-- What this task involves --
Rename "plastic bowl" to "mixing bowl" in the material from the line with "of the plastic" to the line with "Target: plastic bowl", and write out those lines again with nothing else changed.

-- Shape labeling records --
########################################
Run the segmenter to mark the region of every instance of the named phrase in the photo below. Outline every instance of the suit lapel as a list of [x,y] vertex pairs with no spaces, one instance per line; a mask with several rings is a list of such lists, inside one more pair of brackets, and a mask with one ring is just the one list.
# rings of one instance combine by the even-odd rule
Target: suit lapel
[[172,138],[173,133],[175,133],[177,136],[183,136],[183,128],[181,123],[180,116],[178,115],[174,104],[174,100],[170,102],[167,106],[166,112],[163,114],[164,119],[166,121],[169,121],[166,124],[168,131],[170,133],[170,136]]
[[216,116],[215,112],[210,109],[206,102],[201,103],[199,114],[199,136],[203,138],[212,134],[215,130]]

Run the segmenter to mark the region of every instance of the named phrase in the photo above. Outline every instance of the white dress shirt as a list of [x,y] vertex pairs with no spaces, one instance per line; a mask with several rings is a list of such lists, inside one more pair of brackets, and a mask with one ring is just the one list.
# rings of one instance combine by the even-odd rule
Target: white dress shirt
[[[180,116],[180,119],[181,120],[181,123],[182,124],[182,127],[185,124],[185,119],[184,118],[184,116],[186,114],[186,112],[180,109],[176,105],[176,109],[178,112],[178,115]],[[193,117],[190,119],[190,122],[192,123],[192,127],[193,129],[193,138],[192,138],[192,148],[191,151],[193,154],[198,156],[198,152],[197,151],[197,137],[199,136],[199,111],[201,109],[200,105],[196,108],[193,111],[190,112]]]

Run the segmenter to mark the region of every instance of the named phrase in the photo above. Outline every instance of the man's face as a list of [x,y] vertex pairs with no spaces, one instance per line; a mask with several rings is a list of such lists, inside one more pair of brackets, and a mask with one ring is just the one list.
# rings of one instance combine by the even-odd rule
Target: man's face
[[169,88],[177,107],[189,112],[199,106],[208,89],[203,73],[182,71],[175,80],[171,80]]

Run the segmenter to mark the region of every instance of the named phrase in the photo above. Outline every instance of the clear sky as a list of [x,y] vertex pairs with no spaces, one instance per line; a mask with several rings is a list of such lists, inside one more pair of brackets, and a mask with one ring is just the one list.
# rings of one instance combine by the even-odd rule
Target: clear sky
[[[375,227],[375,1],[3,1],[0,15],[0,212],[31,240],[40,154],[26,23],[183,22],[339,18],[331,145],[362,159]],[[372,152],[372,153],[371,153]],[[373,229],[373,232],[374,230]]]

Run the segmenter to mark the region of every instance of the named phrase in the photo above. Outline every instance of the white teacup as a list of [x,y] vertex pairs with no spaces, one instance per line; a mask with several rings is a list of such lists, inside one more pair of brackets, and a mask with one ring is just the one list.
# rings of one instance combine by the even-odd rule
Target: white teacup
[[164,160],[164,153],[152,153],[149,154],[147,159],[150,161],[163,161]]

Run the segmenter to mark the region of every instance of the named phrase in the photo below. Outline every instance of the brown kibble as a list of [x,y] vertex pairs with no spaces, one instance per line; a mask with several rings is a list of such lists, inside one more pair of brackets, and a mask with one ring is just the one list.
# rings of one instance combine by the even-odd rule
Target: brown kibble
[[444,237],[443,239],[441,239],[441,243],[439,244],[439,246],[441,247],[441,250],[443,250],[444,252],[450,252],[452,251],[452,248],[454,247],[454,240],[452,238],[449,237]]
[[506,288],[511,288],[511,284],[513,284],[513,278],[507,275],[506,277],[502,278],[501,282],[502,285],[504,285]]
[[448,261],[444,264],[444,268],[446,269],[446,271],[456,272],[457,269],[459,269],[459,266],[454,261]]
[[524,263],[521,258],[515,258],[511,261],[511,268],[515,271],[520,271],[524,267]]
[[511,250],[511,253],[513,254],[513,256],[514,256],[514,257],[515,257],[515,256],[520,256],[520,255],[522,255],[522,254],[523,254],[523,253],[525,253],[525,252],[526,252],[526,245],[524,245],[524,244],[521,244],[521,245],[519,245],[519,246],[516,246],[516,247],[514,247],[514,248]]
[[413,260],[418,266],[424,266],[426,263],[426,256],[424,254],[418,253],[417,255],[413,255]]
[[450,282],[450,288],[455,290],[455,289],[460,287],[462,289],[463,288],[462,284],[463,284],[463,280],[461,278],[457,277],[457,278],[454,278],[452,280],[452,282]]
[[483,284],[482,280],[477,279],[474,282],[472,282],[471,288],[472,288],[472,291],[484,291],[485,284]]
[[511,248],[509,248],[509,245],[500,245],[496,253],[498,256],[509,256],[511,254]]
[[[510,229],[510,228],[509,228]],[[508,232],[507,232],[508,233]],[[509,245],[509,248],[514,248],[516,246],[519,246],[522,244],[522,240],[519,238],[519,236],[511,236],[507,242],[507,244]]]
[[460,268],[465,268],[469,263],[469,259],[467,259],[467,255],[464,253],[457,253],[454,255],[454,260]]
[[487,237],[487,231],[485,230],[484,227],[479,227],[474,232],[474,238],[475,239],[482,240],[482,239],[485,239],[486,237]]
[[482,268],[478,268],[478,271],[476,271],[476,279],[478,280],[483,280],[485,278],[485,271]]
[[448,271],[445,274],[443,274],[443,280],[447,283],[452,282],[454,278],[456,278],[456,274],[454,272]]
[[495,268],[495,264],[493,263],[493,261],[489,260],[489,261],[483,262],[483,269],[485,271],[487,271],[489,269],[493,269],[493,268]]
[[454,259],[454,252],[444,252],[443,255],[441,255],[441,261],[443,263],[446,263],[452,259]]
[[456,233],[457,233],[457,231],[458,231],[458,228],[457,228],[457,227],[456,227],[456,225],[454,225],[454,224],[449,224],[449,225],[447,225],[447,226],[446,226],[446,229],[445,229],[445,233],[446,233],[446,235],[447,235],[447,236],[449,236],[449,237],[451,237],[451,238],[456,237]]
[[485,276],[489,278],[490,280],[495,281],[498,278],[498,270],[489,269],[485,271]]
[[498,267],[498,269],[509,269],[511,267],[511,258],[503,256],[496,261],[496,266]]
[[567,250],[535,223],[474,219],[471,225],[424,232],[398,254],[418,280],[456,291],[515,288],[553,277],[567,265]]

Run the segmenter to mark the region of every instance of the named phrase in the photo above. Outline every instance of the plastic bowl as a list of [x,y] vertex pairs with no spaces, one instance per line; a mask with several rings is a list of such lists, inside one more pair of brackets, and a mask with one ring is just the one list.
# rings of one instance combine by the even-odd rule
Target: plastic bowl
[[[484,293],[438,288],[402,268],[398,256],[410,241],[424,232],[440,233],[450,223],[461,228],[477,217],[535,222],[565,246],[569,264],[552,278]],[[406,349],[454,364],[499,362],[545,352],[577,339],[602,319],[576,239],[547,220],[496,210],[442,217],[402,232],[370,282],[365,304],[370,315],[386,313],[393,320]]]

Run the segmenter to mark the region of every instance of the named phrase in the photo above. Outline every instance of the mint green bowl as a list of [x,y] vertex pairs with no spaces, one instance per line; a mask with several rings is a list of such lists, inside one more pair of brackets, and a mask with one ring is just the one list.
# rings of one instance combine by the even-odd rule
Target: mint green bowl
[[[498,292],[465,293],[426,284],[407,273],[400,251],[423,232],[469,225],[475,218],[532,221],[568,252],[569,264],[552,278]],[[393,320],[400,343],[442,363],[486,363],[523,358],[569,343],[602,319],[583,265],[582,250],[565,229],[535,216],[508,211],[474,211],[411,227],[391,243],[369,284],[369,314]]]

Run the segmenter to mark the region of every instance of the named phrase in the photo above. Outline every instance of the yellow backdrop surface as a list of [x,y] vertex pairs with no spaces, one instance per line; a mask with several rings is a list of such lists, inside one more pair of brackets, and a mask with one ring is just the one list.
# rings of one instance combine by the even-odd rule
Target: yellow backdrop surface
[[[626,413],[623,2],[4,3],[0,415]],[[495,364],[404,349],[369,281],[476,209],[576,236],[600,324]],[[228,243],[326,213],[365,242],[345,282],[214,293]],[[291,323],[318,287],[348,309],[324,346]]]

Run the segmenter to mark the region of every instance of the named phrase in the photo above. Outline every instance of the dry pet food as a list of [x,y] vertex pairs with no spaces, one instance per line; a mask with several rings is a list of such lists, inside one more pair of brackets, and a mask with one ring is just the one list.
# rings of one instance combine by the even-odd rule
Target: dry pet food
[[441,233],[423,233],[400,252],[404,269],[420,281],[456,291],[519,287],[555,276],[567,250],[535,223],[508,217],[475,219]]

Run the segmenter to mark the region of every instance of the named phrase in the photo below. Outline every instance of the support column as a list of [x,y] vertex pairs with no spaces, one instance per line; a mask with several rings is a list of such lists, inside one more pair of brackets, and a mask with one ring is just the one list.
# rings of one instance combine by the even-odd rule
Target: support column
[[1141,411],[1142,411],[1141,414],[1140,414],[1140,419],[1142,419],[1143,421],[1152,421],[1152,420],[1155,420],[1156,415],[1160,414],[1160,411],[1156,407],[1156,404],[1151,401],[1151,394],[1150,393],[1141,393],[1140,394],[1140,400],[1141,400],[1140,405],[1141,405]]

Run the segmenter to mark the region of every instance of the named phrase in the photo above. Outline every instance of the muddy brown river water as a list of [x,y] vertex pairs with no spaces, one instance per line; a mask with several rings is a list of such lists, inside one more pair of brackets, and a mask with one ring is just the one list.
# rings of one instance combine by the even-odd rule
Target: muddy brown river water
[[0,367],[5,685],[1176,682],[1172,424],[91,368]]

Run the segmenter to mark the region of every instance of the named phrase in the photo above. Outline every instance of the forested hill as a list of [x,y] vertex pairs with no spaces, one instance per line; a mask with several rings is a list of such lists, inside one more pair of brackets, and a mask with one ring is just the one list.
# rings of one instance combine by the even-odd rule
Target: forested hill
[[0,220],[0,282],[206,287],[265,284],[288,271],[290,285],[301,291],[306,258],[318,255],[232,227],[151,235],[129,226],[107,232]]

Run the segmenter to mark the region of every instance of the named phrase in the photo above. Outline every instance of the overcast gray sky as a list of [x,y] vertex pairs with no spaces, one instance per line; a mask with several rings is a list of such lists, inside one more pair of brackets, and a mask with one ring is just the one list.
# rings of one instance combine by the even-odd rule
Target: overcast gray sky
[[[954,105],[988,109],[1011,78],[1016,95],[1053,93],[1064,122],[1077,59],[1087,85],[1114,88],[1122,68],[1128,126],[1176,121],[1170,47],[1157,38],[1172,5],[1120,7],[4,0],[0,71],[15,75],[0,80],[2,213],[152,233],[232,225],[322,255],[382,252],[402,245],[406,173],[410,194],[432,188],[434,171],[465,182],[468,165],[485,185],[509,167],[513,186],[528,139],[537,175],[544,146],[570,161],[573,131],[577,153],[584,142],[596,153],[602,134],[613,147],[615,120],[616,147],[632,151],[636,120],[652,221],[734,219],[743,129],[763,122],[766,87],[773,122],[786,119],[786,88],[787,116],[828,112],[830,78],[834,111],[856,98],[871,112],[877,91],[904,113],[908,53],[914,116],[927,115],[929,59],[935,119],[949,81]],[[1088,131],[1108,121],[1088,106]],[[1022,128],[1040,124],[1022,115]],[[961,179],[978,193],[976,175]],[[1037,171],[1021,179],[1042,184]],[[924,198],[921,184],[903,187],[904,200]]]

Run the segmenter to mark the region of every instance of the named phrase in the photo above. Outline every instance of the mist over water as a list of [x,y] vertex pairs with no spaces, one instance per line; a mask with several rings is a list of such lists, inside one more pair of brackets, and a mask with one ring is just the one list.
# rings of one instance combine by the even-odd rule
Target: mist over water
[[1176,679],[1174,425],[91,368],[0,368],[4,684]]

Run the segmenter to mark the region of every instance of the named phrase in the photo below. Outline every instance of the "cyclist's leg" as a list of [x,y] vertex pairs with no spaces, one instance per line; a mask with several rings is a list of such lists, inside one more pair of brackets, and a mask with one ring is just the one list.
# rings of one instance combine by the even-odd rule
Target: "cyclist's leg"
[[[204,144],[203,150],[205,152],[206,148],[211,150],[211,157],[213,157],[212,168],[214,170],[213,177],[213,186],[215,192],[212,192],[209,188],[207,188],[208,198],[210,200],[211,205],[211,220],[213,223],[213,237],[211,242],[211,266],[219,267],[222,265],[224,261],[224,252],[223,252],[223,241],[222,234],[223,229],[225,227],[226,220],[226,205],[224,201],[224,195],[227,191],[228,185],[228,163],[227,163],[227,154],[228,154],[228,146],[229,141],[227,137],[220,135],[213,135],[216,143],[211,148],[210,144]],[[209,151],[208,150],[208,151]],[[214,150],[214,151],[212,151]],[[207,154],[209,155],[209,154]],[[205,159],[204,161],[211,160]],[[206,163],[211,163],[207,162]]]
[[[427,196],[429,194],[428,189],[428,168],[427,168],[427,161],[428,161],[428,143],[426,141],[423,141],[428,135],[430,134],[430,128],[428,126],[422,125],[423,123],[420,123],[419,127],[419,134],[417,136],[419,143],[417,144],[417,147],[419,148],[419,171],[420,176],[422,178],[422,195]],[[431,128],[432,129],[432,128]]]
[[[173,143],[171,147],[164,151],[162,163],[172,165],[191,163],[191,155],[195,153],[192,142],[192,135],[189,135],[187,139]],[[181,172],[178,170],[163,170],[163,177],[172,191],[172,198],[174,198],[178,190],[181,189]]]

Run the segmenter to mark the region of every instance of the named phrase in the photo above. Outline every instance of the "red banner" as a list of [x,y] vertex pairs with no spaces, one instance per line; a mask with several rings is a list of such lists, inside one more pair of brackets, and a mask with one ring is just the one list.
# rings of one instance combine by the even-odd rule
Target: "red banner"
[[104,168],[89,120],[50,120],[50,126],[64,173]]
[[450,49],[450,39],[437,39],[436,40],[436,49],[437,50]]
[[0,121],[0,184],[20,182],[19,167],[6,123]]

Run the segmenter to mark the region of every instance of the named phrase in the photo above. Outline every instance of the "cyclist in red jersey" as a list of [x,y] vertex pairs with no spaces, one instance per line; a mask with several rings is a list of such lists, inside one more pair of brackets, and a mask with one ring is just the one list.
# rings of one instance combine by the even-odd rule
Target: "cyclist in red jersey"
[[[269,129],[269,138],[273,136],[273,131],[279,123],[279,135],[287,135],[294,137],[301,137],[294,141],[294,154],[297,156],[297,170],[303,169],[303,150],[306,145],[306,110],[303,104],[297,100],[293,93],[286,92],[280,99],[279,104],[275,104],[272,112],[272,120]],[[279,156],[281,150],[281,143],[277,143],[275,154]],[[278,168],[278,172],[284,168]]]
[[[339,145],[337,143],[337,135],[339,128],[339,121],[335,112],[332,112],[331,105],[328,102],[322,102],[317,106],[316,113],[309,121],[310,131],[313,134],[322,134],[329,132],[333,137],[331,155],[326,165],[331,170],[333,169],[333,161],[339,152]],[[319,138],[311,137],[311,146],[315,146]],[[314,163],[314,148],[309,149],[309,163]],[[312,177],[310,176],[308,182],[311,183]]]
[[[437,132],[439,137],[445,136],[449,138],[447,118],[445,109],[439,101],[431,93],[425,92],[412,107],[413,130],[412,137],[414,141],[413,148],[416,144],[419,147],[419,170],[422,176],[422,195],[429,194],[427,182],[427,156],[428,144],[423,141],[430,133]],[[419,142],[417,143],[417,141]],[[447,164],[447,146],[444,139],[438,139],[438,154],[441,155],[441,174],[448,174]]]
########################################
-- Answer to this problem --
Run the segmenter to mark the region of every instance of the named phrase in the photo above. Outline every instance of the mixing bowl as a list of [x,y] vertex pairs with no spaces, one instance per line; a mask with several rings is a list of such lists, inside one more pair of brackets, and a mask with one ring is just the one list.
# rings of one instance combine by the even-odd rule
Target: mixing bowl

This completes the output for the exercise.